§ PROVIDED DATA
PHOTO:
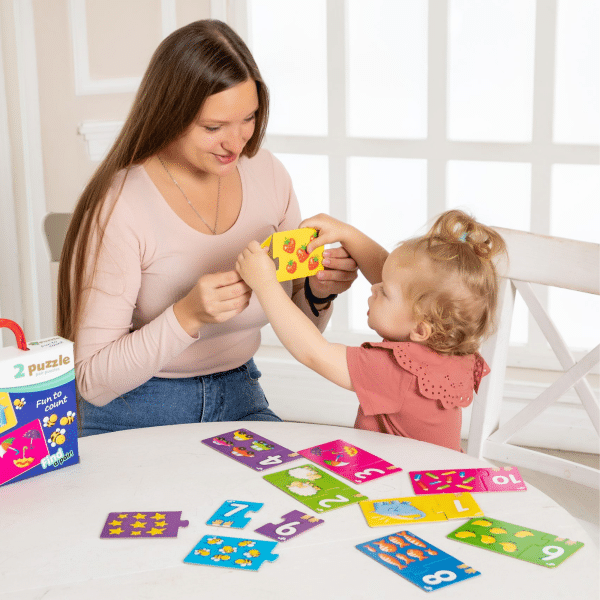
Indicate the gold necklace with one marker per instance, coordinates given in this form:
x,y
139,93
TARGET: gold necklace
x,y
214,231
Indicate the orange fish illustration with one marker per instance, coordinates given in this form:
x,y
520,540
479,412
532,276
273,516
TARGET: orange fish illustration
x,y
390,560
385,546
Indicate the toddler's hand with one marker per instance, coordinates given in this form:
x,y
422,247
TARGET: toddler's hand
x,y
255,266
330,230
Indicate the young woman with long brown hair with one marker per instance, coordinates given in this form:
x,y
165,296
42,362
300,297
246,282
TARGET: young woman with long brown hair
x,y
164,327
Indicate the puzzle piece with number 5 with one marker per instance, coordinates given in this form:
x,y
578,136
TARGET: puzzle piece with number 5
x,y
233,513
418,561
451,481
514,540
419,509
233,553
313,487
288,251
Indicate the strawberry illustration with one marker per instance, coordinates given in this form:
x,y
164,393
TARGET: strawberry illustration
x,y
302,253
289,244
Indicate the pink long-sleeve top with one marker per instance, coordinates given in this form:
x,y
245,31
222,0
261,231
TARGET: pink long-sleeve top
x,y
149,260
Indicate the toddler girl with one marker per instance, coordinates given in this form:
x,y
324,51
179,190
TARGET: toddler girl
x,y
433,302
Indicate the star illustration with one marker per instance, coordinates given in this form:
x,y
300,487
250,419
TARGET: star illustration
x,y
138,525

§ TO DO
Arrange every line of the records above as a Markdown table with two columns, No. and Text, with one numbered row per line. Skip blank lines and leave the pictures out.

§ RESULT FOR THIS TASK
| No. | Text |
|---|---|
| 1 | PHOTO: |
| 2 | Indicate the gold necklace with one marker per instance, coordinates given in this form: |
| 3 | x,y |
| 4 | 139,93 |
| 5 | TARGET: gold necklace |
| 6 | x,y |
| 7 | 214,231 |
| 8 | Indicate the orange fish illustration with one marker per instance, coordinates given in this form: |
| 9 | x,y |
| 10 | 520,540 |
| 11 | 479,412 |
| 12 | 532,276 |
| 13 | 273,516 |
| 14 | TARGET: orange fish illustration |
| 15 | x,y |
| 16 | 390,560 |
| 17 | 385,546 |
| 18 | Indicate the toddler's hand with one marker per instance, coordinates given in this form: |
| 19 | x,y |
| 20 | 422,247 |
| 21 | TARGET: toddler's hand |
| 22 | x,y |
| 23 | 255,266 |
| 24 | 330,230 |
| 25 | Indicate the young woman with long brown hair with one marker per instance, coordinates given in this form: |
| 26 | x,y |
| 27 | 165,296 |
| 28 | 42,362 |
| 29 | 300,297 |
| 30 | 246,282 |
| 31 | TARGET: young woman with long brown hair |
| 32 | x,y |
| 33 | 164,327 |
| 34 | Indicate the puzzle piece with number 5 with one marker per instance, coordinates given in this form: |
| 35 | x,y |
| 36 | 578,136 |
| 37 | TARGET: puzzle piece with number 5 |
| 38 | x,y |
| 39 | 233,513 |
| 40 | 418,561 |
| 41 | 451,481 |
| 42 | 514,540 |
| 43 | 419,509 |
| 44 | 233,553 |
| 45 | 313,487 |
| 46 | 288,251 |
| 47 | Indicate the strawberry illustration with one marker per instance, coordinates given in this form: |
| 48 | x,y |
| 49 | 164,393 |
| 50 | TARGET: strawberry illustration |
| 51 | x,y |
| 52 | 302,253 |
| 53 | 289,244 |
| 54 | Indicate the pink long-sleeve top with one marker per instance, coordinates given in this form: |
| 55 | x,y |
| 56 | 245,31 |
| 57 | 222,0 |
| 58 | 261,231 |
| 59 | TARGET: pink long-sleeve top |
| 60 | x,y |
| 61 | 149,260 |
| 62 | Indicate the toddler girl with one marker per instance, coordinates given in this form: |
| 63 | x,y |
| 64 | 324,51 |
| 65 | 179,190 |
| 66 | TARGET: toddler girl |
| 67 | x,y |
| 68 | 433,302 |
| 69 | Indicate the star illustration with one marker per instance, coordinates given in this form: |
| 70 | x,y |
| 71 | 300,487 |
| 72 | 250,419 |
| 73 | TARGET: star illustration |
| 74 | x,y |
| 75 | 138,525 |